Would you reproduce exactly the lines below from the one holding "Target: light hardwood floor" through the one holding "instance, sample <point>220,393</point>.", inclusive, and no others?

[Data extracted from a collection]
----------

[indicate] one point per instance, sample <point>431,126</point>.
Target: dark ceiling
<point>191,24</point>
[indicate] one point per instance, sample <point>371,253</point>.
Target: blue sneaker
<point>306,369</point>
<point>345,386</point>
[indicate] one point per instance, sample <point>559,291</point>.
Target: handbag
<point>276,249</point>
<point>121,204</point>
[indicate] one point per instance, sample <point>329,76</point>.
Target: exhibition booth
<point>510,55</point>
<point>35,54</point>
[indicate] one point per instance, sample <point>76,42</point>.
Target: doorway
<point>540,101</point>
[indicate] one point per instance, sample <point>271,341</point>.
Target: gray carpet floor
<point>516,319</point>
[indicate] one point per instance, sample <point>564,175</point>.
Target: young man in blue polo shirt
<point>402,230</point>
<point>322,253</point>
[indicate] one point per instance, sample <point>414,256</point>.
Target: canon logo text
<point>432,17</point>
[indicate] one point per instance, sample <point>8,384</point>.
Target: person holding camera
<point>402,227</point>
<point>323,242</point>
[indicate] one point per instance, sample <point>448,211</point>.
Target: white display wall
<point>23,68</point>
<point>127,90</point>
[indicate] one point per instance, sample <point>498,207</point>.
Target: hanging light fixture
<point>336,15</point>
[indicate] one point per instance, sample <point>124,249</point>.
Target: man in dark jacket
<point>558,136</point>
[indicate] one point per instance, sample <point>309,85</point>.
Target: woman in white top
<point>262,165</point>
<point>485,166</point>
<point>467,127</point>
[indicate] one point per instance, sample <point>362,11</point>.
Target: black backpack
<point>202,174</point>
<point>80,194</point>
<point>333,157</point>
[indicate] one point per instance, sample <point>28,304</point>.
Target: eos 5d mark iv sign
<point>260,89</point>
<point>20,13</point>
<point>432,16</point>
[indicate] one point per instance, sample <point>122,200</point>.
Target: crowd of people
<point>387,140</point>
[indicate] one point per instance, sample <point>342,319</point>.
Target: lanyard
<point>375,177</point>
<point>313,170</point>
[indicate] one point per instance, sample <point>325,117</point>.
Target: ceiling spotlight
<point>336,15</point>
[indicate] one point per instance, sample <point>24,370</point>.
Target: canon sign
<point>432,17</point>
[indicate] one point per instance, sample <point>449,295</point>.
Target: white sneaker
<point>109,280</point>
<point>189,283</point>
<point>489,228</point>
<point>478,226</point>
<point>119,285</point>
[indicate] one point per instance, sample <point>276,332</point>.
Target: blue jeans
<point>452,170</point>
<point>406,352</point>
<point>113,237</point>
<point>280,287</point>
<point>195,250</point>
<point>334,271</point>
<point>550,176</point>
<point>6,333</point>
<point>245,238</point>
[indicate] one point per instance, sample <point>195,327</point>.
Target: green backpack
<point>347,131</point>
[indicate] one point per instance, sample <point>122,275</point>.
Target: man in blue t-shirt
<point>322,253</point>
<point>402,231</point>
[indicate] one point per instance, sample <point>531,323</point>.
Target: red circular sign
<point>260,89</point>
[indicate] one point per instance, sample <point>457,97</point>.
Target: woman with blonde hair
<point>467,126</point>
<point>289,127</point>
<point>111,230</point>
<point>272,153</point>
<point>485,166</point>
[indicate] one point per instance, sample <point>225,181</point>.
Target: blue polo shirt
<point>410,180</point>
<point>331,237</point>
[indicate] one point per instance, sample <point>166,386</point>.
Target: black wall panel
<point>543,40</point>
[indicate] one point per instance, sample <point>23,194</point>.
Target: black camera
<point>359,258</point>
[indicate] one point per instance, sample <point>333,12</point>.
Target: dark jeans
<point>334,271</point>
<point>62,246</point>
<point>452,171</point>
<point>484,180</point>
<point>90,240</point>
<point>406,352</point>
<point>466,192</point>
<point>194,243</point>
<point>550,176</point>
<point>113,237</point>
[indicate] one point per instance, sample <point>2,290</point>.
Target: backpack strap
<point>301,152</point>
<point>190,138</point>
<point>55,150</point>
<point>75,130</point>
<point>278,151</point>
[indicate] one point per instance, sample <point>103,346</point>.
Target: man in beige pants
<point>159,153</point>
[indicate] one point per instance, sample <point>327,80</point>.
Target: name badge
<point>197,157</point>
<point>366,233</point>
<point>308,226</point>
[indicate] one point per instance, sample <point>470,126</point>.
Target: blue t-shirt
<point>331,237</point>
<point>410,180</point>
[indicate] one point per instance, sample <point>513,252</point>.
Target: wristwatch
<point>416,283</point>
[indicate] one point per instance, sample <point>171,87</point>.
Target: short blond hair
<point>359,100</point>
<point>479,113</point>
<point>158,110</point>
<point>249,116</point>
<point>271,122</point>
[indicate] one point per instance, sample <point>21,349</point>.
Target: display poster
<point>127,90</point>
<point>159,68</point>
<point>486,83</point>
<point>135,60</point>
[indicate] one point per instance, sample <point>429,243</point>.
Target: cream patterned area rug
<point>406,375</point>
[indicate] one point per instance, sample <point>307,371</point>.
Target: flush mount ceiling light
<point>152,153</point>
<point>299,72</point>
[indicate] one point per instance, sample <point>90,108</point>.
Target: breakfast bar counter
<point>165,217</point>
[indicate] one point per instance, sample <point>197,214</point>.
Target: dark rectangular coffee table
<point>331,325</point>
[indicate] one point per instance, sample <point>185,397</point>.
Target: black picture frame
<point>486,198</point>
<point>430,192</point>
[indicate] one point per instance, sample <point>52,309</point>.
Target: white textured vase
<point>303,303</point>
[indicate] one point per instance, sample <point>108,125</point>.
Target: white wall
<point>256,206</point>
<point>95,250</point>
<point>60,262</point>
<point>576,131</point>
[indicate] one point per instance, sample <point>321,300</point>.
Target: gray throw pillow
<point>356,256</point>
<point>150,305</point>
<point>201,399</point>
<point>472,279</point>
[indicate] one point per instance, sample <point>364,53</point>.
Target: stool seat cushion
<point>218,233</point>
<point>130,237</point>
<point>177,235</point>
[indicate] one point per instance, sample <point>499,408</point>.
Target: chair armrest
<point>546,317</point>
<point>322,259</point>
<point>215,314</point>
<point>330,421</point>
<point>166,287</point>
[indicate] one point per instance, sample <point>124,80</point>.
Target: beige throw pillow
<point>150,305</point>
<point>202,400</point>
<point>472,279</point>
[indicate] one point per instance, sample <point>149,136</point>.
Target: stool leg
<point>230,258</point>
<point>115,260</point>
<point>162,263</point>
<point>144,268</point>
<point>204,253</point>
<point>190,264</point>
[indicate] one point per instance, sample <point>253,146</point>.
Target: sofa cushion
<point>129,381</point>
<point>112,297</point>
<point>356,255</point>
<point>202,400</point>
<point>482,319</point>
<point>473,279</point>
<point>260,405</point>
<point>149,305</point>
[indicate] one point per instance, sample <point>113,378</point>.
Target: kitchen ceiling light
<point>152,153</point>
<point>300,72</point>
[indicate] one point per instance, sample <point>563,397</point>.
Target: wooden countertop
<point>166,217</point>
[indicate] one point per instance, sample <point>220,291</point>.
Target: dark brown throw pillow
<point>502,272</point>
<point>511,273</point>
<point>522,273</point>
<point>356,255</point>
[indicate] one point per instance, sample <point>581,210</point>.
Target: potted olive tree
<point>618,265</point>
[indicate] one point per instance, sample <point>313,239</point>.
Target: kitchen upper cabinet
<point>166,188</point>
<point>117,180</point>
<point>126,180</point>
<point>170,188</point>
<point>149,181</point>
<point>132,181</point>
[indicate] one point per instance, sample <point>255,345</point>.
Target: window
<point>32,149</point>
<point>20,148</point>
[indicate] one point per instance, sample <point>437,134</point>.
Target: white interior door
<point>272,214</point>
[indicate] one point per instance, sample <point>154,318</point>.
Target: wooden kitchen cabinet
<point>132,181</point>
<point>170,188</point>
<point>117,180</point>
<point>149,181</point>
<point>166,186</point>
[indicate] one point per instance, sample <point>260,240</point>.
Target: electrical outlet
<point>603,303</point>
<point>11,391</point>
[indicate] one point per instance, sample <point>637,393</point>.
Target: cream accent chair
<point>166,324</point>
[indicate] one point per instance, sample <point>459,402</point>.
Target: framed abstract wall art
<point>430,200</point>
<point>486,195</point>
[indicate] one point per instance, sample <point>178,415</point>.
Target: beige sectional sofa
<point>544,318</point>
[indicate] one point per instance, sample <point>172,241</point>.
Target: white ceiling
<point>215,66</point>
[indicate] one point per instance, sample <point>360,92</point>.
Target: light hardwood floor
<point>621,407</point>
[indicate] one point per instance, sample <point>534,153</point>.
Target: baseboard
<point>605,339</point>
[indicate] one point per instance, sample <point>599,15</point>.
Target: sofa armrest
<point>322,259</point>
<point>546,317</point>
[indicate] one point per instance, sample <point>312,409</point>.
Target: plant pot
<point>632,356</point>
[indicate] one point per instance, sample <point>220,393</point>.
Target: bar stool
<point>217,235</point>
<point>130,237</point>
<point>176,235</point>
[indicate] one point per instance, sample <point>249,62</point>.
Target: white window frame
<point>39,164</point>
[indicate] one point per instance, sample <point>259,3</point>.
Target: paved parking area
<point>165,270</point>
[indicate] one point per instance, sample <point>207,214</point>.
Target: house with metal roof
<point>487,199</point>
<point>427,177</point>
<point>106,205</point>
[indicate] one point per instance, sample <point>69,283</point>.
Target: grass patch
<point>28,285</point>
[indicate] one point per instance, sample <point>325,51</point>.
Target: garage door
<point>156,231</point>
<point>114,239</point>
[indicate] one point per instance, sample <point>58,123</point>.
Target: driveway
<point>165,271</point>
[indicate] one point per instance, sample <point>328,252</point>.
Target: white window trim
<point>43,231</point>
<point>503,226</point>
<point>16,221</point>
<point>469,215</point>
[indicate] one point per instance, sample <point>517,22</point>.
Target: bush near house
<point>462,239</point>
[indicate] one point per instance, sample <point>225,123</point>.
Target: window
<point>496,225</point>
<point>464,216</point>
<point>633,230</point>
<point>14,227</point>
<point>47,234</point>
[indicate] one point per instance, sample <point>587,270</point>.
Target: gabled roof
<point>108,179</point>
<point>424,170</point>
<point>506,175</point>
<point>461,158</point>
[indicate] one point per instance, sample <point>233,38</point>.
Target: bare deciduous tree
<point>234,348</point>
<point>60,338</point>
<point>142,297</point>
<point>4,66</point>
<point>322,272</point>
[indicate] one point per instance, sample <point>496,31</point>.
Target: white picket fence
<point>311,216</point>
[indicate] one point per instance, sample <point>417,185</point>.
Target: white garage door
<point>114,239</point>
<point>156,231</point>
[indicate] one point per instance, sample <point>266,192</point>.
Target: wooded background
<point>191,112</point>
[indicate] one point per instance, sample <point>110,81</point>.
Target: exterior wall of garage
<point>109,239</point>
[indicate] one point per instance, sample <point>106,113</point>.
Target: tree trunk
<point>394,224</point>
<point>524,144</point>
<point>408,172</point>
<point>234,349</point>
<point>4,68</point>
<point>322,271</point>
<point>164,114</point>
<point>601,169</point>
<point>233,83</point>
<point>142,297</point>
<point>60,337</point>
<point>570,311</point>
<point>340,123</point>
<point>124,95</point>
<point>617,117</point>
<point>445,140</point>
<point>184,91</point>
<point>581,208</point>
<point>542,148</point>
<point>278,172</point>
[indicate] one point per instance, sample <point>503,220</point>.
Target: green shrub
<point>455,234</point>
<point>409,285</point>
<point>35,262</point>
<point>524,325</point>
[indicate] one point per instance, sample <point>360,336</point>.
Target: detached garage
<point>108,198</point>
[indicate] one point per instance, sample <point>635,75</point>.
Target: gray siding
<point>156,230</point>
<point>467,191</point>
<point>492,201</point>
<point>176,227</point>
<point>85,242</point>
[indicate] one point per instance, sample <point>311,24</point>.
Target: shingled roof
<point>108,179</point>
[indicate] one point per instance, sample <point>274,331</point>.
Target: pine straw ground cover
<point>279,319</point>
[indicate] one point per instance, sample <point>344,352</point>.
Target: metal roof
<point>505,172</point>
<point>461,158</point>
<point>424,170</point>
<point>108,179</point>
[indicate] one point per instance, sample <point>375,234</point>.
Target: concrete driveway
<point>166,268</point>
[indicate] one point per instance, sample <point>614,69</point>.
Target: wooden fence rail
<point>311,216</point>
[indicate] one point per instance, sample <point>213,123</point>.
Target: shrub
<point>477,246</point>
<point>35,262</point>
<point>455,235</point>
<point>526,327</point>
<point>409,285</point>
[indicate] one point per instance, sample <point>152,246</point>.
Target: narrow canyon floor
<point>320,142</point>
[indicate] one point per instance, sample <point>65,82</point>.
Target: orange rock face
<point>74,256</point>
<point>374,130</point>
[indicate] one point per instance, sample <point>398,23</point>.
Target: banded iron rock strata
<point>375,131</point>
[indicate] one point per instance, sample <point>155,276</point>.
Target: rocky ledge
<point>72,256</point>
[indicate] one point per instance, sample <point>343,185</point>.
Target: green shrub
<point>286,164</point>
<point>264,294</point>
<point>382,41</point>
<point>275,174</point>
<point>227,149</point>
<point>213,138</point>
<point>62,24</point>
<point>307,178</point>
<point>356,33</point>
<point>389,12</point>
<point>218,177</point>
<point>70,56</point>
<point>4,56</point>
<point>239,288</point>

----------

### Task output
Target: light hardwood floor
<point>621,407</point>
[indicate] one point per instance, sample <point>534,153</point>.
Target: baseboard
<point>605,339</point>
[indicate] one point per instance, sample <point>599,15</point>.
Target: sofa armrest
<point>322,259</point>
<point>546,317</point>
[indicate] one point per instance, sample <point>312,409</point>.
Target: plant pot
<point>632,356</point>
[indicate] one point per instance, sample <point>220,393</point>.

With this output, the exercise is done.